> EXTRAIT DU DOCUMENT
'''
Depuis quelques semaines l’anarchisme, qui tenait le 13 novembre ses assises à Londres, dans Trafalgar-square, en un meeting où il célébrait l’anniversaire du « dimanche sanglant », c’est-à-dire de la répression nécessaire des troubles que l’agitation anti-sociale avait amenée il y a six ans, déployait solennellement son drapeau en Amérique, dans un congrès international, à Chicago. Les conseils qu’avaient donnés les orateurs du parti recevaient presque aussitôt un commencement d’exécution par l’assassinat du maire de Chicago, puis par des tentatives, heureusement réprimées, de meurtre sur la personne du gouverneur de l’Indiana et d’explosion de dynamite du monastère de franciscains de Patterson (New-Jersey).
'''
[Extrait du jeu de données]
'''
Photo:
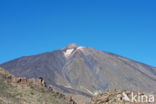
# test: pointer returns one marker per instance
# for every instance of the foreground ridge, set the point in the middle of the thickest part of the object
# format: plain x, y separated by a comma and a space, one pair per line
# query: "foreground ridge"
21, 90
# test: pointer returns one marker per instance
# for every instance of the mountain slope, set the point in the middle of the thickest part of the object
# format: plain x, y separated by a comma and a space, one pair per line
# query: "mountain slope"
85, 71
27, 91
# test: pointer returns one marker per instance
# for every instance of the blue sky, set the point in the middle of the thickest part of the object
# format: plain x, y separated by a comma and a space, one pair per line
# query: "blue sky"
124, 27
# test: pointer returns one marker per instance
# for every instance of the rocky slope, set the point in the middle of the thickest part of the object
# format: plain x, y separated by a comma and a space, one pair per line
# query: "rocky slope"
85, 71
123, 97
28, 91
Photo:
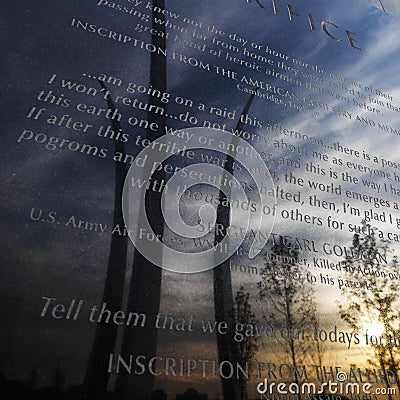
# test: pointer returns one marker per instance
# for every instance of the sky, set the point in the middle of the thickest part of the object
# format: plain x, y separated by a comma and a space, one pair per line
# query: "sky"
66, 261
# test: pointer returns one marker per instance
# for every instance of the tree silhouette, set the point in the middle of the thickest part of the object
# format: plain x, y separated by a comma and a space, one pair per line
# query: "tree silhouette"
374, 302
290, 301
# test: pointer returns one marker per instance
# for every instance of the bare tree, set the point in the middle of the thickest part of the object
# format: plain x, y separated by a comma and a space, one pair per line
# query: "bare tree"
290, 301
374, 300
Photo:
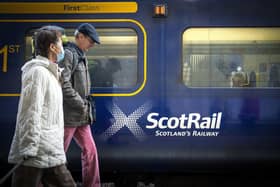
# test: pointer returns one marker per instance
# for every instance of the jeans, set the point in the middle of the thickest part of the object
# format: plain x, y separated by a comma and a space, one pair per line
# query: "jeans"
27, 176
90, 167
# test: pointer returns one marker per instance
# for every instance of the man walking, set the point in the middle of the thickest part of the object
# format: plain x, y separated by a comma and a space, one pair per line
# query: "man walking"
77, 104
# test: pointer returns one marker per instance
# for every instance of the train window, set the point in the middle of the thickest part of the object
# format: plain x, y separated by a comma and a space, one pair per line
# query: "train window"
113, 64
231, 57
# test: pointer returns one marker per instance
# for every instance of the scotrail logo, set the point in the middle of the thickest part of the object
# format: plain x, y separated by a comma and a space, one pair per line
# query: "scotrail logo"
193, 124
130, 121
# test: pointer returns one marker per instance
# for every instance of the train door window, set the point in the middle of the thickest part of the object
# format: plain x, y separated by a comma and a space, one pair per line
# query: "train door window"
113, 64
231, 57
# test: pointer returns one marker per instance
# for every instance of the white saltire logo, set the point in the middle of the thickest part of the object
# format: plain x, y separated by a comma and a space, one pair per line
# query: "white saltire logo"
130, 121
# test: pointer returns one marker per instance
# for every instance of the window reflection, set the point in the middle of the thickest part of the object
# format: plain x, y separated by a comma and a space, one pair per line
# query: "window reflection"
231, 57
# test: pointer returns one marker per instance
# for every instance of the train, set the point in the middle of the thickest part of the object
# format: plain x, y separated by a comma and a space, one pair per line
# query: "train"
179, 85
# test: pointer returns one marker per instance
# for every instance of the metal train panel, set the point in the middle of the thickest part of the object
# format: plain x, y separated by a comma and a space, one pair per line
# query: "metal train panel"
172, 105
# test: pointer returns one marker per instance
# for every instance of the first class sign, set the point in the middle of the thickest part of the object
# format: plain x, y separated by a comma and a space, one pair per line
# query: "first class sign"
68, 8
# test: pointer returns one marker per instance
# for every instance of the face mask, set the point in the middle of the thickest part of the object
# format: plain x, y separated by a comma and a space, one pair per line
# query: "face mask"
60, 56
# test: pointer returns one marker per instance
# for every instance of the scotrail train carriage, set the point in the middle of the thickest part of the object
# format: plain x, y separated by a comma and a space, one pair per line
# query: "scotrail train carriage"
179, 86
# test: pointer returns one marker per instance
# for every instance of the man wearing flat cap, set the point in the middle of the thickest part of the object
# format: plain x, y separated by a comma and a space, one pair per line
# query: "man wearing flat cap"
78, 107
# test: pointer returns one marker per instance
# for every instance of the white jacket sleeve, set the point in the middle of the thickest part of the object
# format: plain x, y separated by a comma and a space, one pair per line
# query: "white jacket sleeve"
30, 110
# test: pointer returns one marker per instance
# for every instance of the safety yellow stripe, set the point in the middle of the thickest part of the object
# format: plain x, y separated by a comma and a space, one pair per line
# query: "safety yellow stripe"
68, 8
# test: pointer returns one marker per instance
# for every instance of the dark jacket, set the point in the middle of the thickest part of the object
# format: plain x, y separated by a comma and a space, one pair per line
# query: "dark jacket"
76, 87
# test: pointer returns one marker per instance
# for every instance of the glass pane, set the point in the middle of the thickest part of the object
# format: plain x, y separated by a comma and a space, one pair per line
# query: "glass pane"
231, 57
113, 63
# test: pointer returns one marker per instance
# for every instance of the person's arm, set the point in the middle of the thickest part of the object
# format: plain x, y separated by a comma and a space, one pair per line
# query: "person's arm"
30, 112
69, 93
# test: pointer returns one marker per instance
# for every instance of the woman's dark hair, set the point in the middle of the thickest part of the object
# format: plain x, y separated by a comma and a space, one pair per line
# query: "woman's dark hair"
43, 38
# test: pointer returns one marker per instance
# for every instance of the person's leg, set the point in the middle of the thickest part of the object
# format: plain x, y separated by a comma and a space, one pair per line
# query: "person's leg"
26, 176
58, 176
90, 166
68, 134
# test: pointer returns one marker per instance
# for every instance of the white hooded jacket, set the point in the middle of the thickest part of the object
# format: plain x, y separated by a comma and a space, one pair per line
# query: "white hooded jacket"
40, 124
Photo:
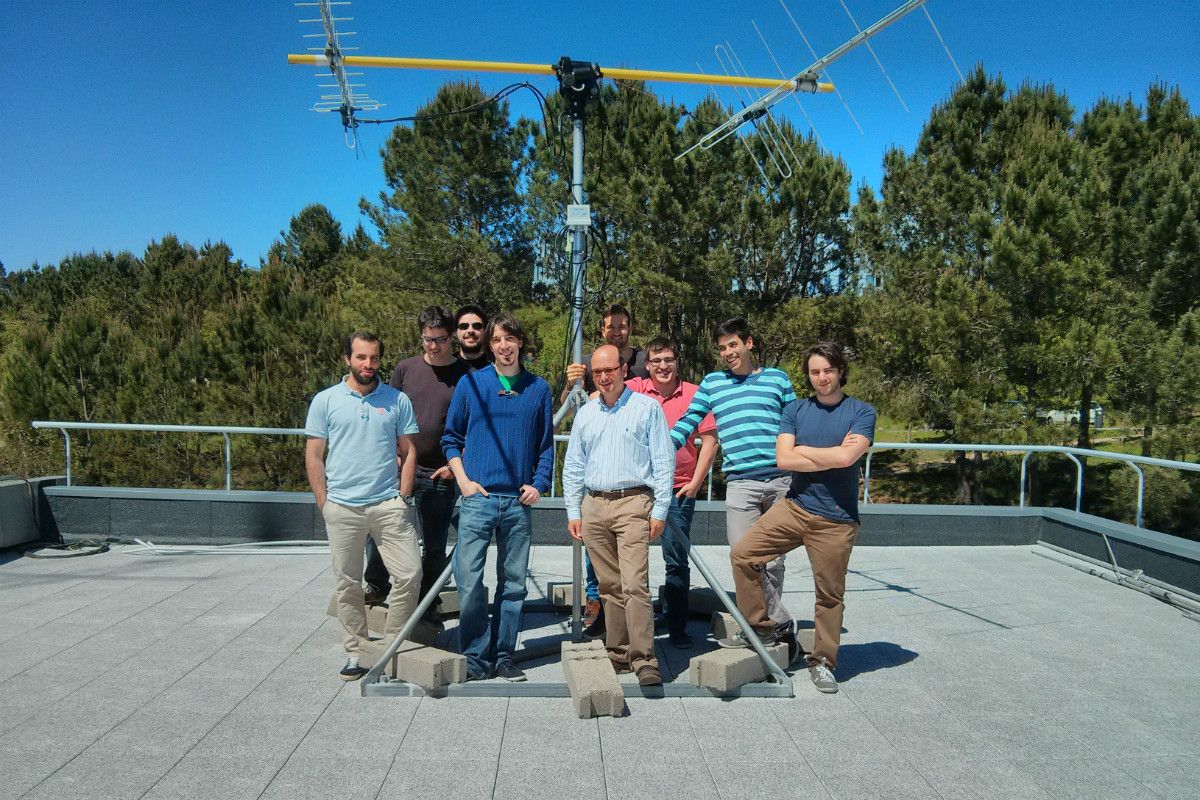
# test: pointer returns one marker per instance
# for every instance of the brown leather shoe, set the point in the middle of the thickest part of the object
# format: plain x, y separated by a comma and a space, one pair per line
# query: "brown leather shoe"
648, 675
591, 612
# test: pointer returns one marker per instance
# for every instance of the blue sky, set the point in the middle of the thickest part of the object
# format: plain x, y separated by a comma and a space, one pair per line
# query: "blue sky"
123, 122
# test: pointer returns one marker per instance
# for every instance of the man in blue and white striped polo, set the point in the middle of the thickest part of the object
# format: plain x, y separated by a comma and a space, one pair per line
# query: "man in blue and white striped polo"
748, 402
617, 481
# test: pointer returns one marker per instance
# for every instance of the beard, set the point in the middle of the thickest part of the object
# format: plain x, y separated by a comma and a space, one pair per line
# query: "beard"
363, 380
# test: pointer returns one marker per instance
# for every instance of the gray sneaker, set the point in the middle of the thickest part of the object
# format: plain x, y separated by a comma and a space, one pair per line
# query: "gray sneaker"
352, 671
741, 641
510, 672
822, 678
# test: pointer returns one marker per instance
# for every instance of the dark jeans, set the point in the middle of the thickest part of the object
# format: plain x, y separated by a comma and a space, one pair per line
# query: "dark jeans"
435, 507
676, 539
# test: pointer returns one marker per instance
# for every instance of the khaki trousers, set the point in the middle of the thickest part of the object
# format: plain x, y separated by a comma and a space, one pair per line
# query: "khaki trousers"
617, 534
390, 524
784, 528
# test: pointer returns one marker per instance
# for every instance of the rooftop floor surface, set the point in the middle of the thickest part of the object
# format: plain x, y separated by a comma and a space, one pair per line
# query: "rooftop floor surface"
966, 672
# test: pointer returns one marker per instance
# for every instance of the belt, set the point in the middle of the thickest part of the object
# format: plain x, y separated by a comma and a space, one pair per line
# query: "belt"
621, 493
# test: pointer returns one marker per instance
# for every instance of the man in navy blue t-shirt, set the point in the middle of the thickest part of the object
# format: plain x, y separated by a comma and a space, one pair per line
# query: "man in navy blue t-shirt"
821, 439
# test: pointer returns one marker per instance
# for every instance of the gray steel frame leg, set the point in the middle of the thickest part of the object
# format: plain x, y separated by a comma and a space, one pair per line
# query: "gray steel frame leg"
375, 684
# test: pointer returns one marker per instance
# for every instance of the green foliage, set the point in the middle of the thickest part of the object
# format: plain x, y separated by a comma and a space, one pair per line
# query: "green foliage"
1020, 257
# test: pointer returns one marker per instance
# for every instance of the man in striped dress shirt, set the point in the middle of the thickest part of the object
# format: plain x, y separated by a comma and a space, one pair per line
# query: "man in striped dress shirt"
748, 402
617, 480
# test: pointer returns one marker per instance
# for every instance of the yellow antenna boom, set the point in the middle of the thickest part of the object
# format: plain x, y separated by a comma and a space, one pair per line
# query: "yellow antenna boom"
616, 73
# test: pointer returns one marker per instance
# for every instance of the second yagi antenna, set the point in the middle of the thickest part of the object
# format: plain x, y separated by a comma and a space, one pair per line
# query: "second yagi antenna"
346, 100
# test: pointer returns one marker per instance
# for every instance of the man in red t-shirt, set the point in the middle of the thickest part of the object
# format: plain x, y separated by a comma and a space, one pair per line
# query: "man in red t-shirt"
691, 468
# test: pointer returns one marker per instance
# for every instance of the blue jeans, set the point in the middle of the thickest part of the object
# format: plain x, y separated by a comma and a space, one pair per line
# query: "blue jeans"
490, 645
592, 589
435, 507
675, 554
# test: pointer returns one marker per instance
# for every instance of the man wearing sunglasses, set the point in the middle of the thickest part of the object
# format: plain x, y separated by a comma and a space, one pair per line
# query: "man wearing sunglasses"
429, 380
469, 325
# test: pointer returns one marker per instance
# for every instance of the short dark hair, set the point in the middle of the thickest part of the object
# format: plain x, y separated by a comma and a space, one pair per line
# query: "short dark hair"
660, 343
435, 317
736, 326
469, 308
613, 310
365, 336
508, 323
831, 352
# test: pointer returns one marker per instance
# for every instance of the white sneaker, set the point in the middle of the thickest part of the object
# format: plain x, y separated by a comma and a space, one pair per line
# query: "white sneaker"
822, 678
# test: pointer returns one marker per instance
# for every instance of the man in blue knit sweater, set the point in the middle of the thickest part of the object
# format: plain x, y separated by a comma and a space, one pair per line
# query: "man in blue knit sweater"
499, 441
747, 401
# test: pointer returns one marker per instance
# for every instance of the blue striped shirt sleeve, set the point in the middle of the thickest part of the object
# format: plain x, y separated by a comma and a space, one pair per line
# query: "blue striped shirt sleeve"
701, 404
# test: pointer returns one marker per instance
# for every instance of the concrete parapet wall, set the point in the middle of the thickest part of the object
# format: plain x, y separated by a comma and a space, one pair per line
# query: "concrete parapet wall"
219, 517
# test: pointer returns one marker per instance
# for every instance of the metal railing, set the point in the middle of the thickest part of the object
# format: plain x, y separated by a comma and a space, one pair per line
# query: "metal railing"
'''
> EXERCICES À FAIRE
A. Reprenez le texte sur l’anarchisme entre « Depuis quelques semaines » et « de Patterson (New-Jersey). », bornes incluses, en renommant « meeting » en « rassemblement ».
B. Poursuivez le texte sur l’anarchisme à partir de sa dernière phrase.
Les lignes n’ont aucun rôle ici.

> RÉSULTATS DES EXERCICES
A.
Depuis quelques semaines l’anarchisme, qui tenait le 13 novembre ses assises à Londres, dans Trafalgar-square, en un rassemblement où il célébrait l’anniversaire du « dimanche sanglant », c’est-à-dire de la répression nécessaire des troubles que l’agitation anti-sociale avait amenée il y a six ans, déployait solennellement son drapeau en Amérique, dans un congrès international, à Chicago. Les conseils qu’avaient donnés les orateurs du parti recevaient presque aussitôt un commencement d’exécution par l’assassinat du maire de Chicago, puis par des tentatives, heureusement réprimées, de meurtre sur la personne du gouverneur de l’Indiana et d’explosion de dynamite du monastère de franciscains de Patterson (New-Jersey).

B.
Et tandis qu’à Londres un anarchiste brisait la devanture d’un bijoutier d’Oxford-street, alléguant « qu’il lui était loisible de prendre ce qui lui manquait là où il le trouvait » ; pendant qu’à New-York un adopte des mêmes idées tirait des coups de revolver dans les fenêtres du restaurant à la mode Delmonico, en criant : « À bas les riches ! », à Paris, un des congénères de ce dernier frappait, dans un simple bouillon Duval, d’un coup de couteau qui faillit être mortel, le ministre de Serbie, sans le connaître et uniquement pour l’honneur de tuer un « bourgeois » ; sa victime n’étant pas autrement désignée à son choix que par le port d’une décoration à la boutonnière ; à Marseille, à quelques jours de distance, une marmite chargée de dynamite faisait explosion devant la porte du commandant de corps d’armée ; et l’Espagne, encore tout émue de la catastrophe, accidentelle celle-ci, de Santander, était terrifiée par l’horrible attentat de Barcelone : deux bombes jetées dans une représentation de gala, au théâtre du Liceo, au milieu des fauteuils d’orchestre, tuant quinze personnes en une seconde, sans compter un grand nombre de blessés qui moururent les jours suivans.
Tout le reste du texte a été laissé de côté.